__Page__:
*-*-*
Australia's Dellys Starr attacked strongly at the start, but pre-race favourite Premont simply sat on her wheel till her initial burst of energy faded, and moved into the lead before the end of the short starting loop. Once in the lead, the Canadian stayed there for the remainder of the 38km race over six laps of the 6.4km Lysterfield course, eventually taking the win by close to a minute and a half.
Premont was a picture of control as she rode alone for the entire race, but revealed afterwards things hadn't been quite as straightforward as she made them appear. "It was very hot and the drink I had was too sweet, [but] when I started to get water, I started to feel better. I usually like the heat, but I like the heat at home. This was really hot! This was my first race for the year so I'm happy with my form as I didn't know how it would go here. I'm happy with a gold medal."
The Canadian also had a close call with some of the native fauna: "I was surprised to see a kangaroo jump out in front of me. So I was a bit insecure after that but it was ok. I hope I get a good picture of it!"
Some of the international riders had been a little critical of the ‘no'-technical' course in the lead up to the race [although virtually all the competitors, both men and women, took a tumble at some stage during the race], but Premont wasn't overly concerned. "It was a nice course. I would have preferred more climbing but it was my first race so I enjoyed it."
Behind Premont, the main interest was the race for silver between Joseph and Bisaro. The duo moved past Starr early in the first lap, and then battled for ascendancy until the final lap. Bisaro was clearly more comfortable on the descents and technical sections of the course, and was able to make up any lost ground to Joseph on the uphill sections of the course.
*-*-*
Point annotation dataset records

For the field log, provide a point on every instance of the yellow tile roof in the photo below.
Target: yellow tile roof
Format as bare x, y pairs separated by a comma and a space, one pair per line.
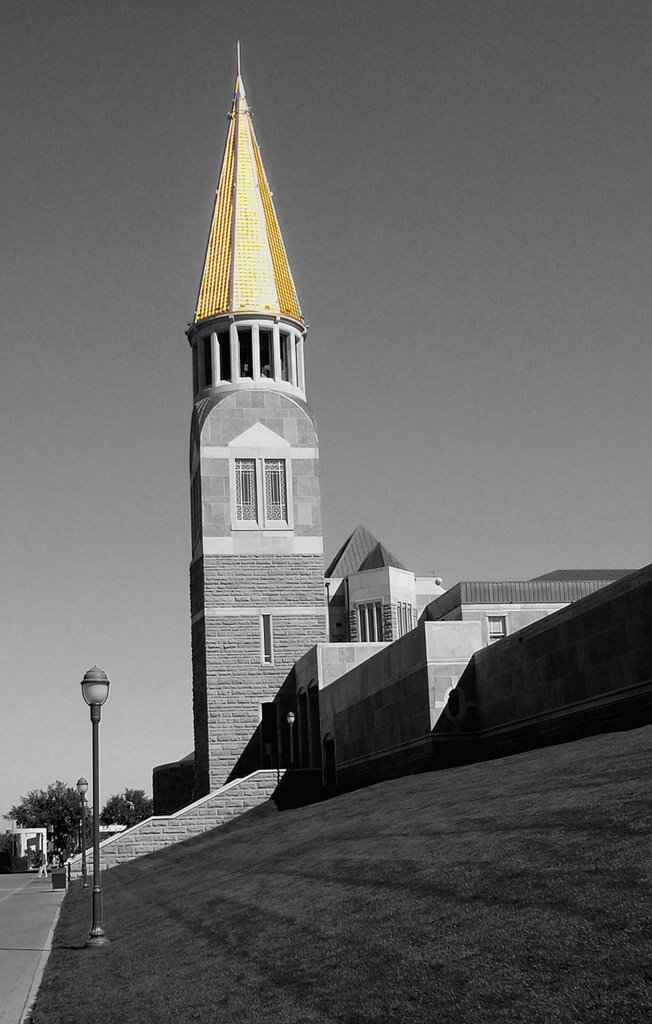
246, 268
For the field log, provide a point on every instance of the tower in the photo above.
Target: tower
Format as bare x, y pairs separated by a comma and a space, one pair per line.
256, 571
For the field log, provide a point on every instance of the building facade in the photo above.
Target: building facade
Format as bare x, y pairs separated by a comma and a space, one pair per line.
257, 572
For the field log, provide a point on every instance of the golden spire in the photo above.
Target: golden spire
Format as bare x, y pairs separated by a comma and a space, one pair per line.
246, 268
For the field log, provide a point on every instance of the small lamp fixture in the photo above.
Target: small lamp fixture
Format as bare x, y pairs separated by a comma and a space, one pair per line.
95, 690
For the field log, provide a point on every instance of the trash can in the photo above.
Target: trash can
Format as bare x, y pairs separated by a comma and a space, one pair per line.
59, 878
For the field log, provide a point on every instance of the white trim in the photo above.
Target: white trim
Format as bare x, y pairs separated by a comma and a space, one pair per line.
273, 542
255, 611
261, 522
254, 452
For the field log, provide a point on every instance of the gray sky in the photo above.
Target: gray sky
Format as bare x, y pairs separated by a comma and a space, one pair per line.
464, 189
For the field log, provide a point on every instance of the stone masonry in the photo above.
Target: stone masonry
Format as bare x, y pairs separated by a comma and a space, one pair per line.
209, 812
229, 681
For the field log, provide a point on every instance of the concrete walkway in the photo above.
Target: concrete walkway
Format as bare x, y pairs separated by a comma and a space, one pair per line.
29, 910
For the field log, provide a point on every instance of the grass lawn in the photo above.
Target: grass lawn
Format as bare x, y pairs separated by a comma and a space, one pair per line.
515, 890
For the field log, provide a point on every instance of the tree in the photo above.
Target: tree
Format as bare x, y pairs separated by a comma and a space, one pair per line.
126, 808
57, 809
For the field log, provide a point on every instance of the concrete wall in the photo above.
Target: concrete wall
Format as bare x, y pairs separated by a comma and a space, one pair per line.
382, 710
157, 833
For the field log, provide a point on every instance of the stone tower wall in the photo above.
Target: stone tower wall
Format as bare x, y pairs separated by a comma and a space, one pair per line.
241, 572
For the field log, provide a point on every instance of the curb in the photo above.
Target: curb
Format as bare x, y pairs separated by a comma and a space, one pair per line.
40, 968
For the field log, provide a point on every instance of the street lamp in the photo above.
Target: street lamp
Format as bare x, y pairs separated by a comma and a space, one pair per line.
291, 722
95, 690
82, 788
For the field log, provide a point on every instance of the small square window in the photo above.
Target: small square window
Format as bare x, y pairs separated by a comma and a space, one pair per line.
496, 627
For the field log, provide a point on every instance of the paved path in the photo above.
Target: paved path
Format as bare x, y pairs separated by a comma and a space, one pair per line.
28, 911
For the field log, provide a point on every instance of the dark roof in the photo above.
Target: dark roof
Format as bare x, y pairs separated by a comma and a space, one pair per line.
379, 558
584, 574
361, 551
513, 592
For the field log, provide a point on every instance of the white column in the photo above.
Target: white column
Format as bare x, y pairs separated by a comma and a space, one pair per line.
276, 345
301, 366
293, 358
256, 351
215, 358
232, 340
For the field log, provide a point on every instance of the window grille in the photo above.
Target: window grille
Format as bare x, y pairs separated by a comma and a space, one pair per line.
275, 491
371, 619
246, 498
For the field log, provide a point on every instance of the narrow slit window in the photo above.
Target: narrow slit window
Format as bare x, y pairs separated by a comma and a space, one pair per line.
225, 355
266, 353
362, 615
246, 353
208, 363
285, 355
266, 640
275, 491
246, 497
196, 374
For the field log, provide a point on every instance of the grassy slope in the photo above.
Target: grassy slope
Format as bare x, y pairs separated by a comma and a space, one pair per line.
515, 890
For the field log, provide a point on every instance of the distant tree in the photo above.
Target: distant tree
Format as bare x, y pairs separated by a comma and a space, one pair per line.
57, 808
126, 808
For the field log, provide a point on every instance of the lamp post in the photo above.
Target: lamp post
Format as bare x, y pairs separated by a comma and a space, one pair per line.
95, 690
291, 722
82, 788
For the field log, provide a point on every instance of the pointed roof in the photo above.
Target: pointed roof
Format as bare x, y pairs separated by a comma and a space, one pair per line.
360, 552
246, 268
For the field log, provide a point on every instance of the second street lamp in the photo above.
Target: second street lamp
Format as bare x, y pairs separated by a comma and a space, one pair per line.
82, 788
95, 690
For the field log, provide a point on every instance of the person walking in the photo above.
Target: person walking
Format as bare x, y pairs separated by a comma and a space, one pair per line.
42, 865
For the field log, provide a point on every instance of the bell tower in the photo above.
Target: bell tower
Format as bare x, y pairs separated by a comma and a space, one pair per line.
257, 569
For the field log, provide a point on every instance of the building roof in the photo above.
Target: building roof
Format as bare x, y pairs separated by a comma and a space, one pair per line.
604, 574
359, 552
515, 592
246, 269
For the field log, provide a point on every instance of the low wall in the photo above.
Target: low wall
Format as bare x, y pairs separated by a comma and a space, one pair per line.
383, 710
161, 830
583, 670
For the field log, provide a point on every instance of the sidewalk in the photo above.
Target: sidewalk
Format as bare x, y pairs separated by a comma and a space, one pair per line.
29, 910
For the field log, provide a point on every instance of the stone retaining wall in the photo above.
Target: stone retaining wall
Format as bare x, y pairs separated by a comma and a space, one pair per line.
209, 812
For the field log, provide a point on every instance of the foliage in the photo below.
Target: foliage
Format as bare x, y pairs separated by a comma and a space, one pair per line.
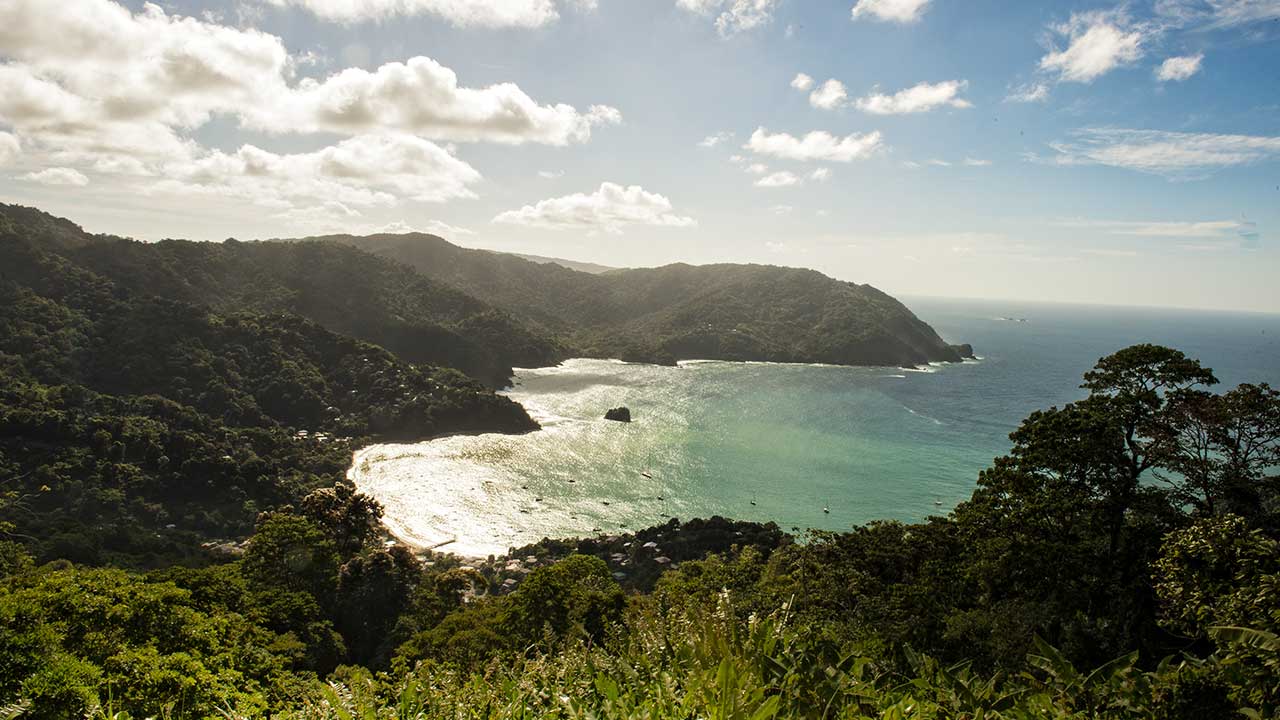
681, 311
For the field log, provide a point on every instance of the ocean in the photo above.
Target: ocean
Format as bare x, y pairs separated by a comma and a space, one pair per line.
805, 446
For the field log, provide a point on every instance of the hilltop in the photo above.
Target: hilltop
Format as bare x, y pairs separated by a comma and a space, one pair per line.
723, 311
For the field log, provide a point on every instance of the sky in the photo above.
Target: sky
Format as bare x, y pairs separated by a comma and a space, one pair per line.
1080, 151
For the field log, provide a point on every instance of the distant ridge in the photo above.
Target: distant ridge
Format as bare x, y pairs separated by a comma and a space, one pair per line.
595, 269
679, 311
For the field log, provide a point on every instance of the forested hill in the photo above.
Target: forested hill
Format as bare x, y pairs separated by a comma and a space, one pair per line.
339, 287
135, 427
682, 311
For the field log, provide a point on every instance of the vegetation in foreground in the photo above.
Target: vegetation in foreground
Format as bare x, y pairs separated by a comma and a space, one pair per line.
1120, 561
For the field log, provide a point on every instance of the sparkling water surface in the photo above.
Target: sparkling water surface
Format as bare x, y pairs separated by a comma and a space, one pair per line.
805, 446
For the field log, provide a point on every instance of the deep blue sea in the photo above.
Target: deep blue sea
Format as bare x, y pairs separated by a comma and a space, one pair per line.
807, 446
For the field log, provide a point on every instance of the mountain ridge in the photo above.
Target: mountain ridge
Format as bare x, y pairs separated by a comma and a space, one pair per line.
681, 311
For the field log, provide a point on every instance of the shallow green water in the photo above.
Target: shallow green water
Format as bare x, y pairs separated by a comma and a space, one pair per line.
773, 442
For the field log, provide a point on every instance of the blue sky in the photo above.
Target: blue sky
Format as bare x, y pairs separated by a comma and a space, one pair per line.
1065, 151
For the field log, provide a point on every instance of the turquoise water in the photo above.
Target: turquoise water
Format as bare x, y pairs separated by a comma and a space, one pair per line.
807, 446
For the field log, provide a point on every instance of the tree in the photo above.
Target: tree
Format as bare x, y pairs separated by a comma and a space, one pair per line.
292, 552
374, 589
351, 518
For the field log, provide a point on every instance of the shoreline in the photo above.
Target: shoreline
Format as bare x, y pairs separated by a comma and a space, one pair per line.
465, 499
*-*-*
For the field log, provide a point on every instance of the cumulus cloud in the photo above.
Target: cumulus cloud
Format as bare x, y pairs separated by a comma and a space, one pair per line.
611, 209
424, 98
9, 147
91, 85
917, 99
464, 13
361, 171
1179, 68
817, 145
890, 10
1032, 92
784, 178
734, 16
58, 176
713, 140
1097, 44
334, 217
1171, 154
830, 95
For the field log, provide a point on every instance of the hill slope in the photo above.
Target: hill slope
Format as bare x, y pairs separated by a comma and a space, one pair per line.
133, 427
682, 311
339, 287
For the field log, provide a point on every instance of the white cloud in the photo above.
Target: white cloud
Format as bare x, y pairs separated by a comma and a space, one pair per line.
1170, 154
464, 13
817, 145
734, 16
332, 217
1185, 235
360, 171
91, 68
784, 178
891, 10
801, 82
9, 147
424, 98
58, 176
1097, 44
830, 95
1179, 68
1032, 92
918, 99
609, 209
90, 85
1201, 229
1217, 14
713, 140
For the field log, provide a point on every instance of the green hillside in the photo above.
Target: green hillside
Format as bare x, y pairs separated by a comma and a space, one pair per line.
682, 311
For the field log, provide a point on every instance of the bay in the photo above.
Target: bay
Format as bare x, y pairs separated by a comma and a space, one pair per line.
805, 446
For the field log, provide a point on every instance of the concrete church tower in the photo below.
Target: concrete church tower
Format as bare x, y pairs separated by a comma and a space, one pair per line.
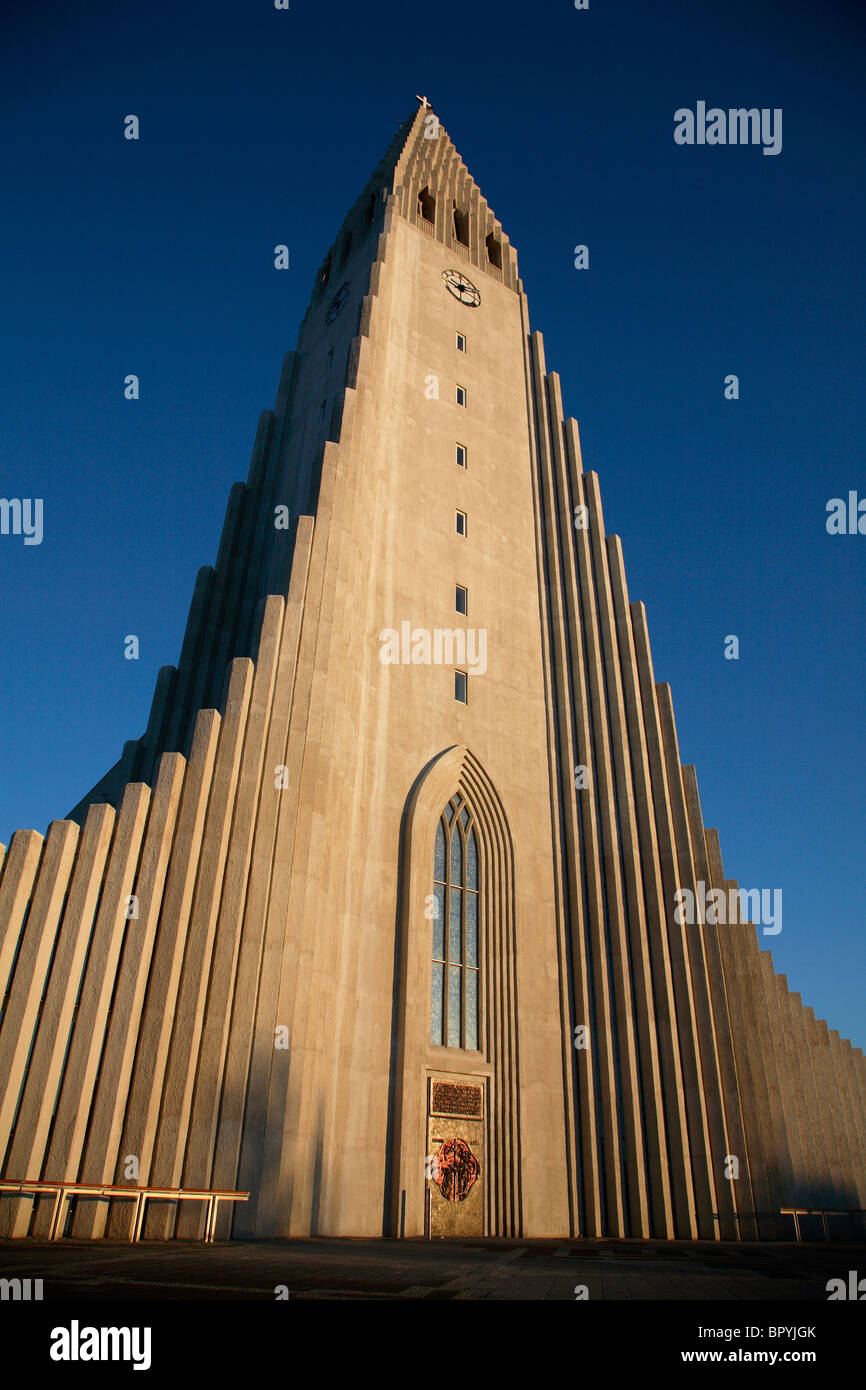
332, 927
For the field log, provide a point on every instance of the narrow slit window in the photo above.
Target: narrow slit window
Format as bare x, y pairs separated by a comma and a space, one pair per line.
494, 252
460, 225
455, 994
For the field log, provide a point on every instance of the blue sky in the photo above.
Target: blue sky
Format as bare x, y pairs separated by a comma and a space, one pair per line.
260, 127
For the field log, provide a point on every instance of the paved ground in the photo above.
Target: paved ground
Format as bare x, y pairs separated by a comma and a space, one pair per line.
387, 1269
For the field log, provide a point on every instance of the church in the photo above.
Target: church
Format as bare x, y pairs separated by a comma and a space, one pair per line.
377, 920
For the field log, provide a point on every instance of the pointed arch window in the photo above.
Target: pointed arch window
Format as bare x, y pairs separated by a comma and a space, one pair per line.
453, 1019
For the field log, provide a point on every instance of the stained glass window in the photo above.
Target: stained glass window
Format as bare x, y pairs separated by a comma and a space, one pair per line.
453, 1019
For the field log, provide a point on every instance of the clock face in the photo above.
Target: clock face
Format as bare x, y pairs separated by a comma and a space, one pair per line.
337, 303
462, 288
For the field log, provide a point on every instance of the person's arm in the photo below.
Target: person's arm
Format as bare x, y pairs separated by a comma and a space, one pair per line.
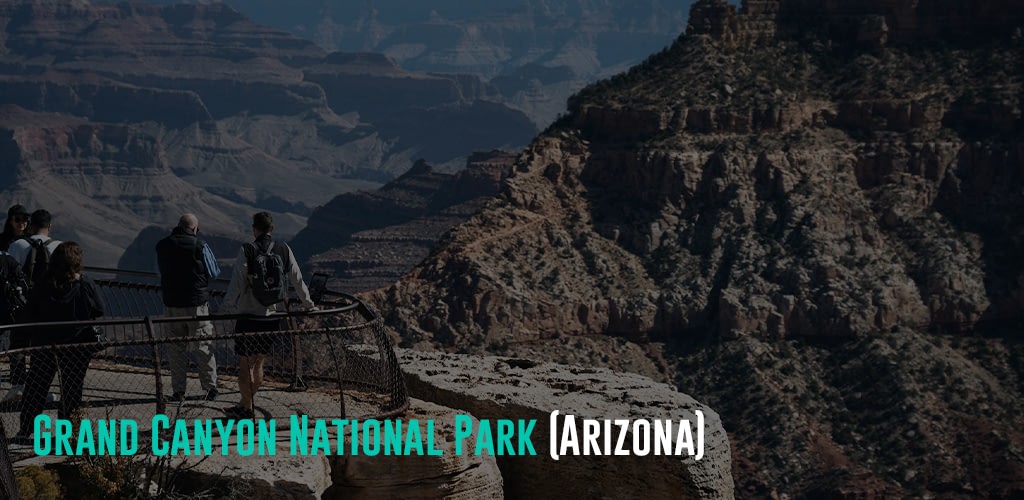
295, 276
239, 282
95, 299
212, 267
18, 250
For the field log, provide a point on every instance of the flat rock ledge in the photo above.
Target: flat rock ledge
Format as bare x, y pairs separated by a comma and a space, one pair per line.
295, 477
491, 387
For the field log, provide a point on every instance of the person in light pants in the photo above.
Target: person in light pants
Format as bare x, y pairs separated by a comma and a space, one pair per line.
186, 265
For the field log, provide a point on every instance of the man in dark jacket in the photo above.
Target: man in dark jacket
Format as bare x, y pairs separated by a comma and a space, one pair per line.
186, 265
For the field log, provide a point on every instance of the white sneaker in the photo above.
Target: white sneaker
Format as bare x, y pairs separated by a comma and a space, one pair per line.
*-*-*
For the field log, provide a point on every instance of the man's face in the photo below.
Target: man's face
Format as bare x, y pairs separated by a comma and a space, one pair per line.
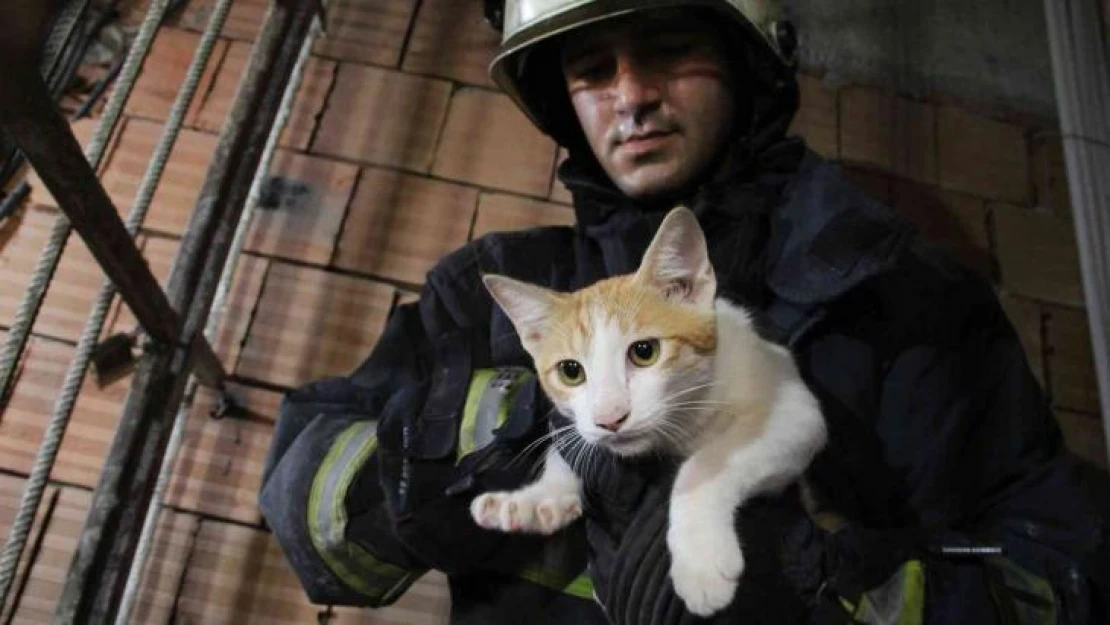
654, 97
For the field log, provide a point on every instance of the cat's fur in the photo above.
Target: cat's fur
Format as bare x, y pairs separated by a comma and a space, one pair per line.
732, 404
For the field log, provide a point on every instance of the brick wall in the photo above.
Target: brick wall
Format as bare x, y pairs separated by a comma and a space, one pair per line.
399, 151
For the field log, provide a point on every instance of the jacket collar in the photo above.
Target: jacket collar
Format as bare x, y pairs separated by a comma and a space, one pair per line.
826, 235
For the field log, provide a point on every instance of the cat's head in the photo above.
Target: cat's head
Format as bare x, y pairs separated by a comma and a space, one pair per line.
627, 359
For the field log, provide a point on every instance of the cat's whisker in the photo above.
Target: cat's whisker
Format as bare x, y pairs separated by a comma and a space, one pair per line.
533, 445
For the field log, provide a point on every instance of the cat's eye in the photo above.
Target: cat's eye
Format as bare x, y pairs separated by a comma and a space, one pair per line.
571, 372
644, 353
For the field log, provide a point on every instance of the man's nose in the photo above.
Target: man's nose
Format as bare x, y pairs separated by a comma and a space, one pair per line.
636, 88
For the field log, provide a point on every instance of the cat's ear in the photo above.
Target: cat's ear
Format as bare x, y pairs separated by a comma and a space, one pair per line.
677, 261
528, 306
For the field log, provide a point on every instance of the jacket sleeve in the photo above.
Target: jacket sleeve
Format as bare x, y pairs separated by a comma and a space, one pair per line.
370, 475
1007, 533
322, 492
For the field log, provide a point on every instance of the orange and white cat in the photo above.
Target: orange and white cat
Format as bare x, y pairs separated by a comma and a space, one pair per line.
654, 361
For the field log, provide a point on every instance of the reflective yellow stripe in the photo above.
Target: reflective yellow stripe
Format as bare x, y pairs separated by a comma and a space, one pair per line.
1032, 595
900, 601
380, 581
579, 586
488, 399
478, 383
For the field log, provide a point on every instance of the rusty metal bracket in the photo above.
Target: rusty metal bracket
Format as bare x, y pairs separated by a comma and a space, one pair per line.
*-*-*
__Aim__: Reproduce the passage of the race report starting at "Behind Premont, the" and ending at "of the course.". Work only from the race report.

__Output below__:
Behind Premont, the main interest was the race for silver between Joseph and Bisaro. The duo moved past Starr early in the first lap, and then battled for ascendancy until the final lap. Bisaro was clearly more comfortable on the descents and technical sections of the course, and was able to make up any lost ground to Joseph on the uphill sections of the course.